• Problem to solve
Retype all of the following material line for line, without changing anything.
-----
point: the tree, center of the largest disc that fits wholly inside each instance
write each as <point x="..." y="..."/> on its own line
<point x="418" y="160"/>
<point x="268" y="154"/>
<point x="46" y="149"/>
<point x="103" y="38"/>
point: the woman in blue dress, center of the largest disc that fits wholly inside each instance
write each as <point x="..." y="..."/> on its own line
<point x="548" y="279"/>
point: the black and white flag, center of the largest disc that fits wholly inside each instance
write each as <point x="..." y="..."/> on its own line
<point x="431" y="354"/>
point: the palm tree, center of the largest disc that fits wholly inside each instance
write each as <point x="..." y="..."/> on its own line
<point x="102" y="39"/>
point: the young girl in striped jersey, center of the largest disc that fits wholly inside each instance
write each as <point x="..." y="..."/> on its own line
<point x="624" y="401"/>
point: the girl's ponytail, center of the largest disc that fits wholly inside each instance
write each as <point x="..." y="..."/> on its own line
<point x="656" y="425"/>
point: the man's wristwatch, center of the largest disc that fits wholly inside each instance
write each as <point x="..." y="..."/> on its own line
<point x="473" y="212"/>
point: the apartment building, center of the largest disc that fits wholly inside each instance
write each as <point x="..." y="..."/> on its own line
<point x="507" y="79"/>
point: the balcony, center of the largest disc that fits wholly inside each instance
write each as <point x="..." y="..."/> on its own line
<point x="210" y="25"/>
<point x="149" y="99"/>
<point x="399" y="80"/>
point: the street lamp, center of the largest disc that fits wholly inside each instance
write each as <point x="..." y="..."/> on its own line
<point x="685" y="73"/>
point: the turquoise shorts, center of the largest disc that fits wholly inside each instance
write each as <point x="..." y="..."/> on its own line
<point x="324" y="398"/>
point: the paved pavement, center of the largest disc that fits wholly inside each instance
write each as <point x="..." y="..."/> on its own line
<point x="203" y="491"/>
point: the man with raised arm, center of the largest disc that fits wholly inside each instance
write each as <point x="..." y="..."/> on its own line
-----
• Solution for this problem
point: the tree, center of the largest disc that fits wholly inside each instance
write each as <point x="..." y="..."/> on its own line
<point x="418" y="160"/>
<point x="268" y="154"/>
<point x="46" y="149"/>
<point x="103" y="38"/>
point: the woman in blue dress, center of the largest disc that fits wholly inside each instance
write each as <point x="..." y="..."/> on its own line
<point x="548" y="279"/>
point: the black and white flag, center of the largest disc that fits wholly inside each instance
write each as <point x="..." y="..."/> on its own line
<point x="431" y="354"/>
point: the palm tree, center of the largest disc that fits wholly inside each instance
write each as <point x="..." y="..."/> on its own line
<point x="102" y="39"/>
point: the young girl in striped jersey, center of the largest disc that fits wholly inside each instance
write each as <point x="..." y="..."/> on its own line
<point x="624" y="401"/>
point: the girl's ponytail, center of the largest disc that fits wholly inside each instance
write each as <point x="..." y="..."/> on its own line
<point x="656" y="425"/>
point: the man's wristwatch, center of the largest disc that fits wholly inside each instance
write each as <point x="..." y="..."/> on its own line
<point x="473" y="212"/>
point: the apartment building, center of the largest disc that fits wholly inside each instance
write each as <point x="..." y="..."/> on its own line
<point x="507" y="79"/>
point: the balcony, center of the largest disc that fits wholly inside each instance
write each as <point x="..." y="..."/> on its own line
<point x="210" y="25"/>
<point x="149" y="99"/>
<point x="399" y="80"/>
point: the street lamp, center of the largest disc that fits wholly inside each instance
write each as <point x="..." y="..."/> on its own line
<point x="685" y="73"/>
point: the turquoise shorts, center of the largest disc that fits wholly inside each instance
write each as <point x="..." y="..."/> on its own line
<point x="324" y="398"/>
point: the paved pavement, center of the largest disc that fits wholly inside each instance
write each as <point x="..." y="..."/> on its own line
<point x="203" y="491"/>
point: the man with raised arm, center of the largest disc that fits wholly inside each instance
write each as <point x="..." y="..."/> on its own line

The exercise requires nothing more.